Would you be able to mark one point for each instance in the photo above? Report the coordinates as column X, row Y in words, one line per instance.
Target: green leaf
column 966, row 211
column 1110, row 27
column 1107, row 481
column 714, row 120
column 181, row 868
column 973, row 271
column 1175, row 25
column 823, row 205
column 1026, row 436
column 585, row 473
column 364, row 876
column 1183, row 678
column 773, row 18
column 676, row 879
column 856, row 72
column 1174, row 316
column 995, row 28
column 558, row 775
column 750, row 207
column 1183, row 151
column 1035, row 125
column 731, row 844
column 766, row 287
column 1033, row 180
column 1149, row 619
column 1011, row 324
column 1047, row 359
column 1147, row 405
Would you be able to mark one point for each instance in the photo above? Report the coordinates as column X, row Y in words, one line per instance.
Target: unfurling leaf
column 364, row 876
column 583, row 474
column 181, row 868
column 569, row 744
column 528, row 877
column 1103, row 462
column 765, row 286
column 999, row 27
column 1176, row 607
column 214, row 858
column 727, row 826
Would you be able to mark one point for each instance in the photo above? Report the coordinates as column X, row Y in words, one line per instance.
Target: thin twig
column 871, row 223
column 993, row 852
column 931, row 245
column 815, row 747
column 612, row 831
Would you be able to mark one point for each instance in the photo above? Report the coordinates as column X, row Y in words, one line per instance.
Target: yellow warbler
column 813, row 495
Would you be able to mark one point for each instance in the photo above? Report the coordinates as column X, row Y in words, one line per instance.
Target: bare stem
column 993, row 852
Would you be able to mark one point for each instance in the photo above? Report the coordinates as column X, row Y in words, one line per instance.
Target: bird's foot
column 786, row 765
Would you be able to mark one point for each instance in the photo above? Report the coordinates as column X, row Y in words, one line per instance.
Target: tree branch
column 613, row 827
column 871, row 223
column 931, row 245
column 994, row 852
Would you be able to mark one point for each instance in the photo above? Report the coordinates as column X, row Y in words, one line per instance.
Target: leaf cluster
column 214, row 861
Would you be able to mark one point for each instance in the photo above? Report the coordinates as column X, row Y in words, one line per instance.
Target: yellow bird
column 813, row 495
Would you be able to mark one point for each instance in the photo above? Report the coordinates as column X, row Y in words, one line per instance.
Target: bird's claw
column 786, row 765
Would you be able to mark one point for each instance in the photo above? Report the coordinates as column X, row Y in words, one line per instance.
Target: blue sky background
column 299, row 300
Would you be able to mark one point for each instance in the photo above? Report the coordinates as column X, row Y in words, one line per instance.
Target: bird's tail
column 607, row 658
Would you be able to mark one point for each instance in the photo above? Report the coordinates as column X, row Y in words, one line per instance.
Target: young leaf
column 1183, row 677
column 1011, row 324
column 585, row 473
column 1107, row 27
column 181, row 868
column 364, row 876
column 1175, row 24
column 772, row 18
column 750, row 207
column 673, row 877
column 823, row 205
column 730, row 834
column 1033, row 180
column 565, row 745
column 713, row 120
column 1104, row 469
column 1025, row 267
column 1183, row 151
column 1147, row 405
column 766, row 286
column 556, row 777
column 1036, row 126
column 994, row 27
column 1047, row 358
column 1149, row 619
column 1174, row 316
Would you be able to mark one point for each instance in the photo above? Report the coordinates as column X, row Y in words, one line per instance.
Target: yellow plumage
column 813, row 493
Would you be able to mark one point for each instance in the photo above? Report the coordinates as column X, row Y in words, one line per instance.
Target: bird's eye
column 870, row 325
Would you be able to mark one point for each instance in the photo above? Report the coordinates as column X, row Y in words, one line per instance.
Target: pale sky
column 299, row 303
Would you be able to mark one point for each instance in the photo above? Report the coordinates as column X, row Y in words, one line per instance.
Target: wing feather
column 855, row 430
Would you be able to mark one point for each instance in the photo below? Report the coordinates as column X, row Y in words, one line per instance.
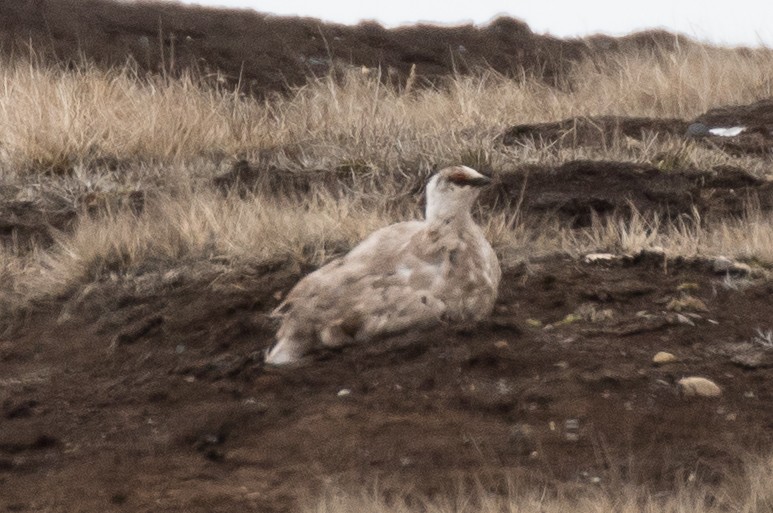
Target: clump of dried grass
column 750, row 492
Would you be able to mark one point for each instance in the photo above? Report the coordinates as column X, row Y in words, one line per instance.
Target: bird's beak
column 480, row 181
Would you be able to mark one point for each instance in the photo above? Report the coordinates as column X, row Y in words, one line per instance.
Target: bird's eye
column 458, row 178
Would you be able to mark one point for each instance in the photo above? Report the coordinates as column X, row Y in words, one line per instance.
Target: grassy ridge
column 85, row 140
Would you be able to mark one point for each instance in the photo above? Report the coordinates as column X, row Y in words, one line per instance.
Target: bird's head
column 452, row 191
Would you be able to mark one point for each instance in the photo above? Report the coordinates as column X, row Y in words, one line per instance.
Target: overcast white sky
column 736, row 22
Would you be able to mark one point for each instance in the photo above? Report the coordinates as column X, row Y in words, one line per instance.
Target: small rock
column 569, row 319
column 697, row 130
column 695, row 386
column 600, row 257
column 723, row 265
column 752, row 360
column 572, row 430
column 663, row 358
column 523, row 439
column 687, row 303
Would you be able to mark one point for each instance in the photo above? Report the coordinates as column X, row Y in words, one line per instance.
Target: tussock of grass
column 750, row 492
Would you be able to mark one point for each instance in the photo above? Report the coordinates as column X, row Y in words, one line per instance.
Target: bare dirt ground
column 150, row 394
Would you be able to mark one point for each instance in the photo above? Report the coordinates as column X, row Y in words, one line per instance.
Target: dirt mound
column 577, row 190
column 266, row 53
column 181, row 415
column 601, row 131
column 574, row 191
column 755, row 137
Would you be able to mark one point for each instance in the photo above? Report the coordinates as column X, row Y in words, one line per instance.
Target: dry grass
column 68, row 134
column 750, row 492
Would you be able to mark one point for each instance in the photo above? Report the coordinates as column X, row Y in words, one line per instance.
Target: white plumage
column 409, row 275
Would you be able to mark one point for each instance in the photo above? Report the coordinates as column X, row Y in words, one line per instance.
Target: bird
column 412, row 275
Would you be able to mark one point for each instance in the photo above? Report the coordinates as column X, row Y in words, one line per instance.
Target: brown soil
column 606, row 131
column 151, row 395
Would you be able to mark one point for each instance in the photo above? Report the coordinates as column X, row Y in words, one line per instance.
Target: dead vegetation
column 749, row 491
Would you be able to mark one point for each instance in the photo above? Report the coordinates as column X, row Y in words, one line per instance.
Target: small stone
column 687, row 303
column 663, row 358
column 569, row 319
column 697, row 130
column 695, row 386
column 599, row 257
column 572, row 430
column 534, row 323
column 723, row 265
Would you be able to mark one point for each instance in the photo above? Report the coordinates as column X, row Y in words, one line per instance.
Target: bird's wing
column 383, row 285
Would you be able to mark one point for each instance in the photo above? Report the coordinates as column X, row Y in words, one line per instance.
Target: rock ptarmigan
column 409, row 275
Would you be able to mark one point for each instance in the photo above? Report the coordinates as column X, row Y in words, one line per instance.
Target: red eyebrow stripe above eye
column 458, row 177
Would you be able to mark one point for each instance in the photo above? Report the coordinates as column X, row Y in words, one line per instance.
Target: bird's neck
column 437, row 215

WHAT IS BEING ASKED:
Reproduce the records word for word, from their first line through the line that contains "column 727, row 826", including both of those lines.

TASK RESULT:
Would you be able to mark one point for each instance in the photo above? Report the coordinates as column X, row Y in words, one line per instance.
Target: green leaf
column 966, row 211
column 1110, row 27
column 1107, row 481
column 714, row 120
column 181, row 868
column 973, row 271
column 1175, row 25
column 823, row 205
column 1026, row 436
column 585, row 473
column 364, row 876
column 1183, row 678
column 773, row 18
column 676, row 879
column 856, row 72
column 1174, row 316
column 995, row 28
column 558, row 775
column 750, row 207
column 1183, row 151
column 1035, row 125
column 731, row 844
column 766, row 287
column 1033, row 180
column 1149, row 619
column 1011, row 324
column 1047, row 359
column 1147, row 405
Would you be able to mark one point for each instance in the photo above? Report the coordinates as column X, row Y in words, one line per instance.
Target: unfurling leaf
column 364, row 876
column 583, row 474
column 181, row 868
column 569, row 744
column 528, row 877
column 1103, row 462
column 765, row 286
column 999, row 27
column 1176, row 607
column 214, row 858
column 727, row 826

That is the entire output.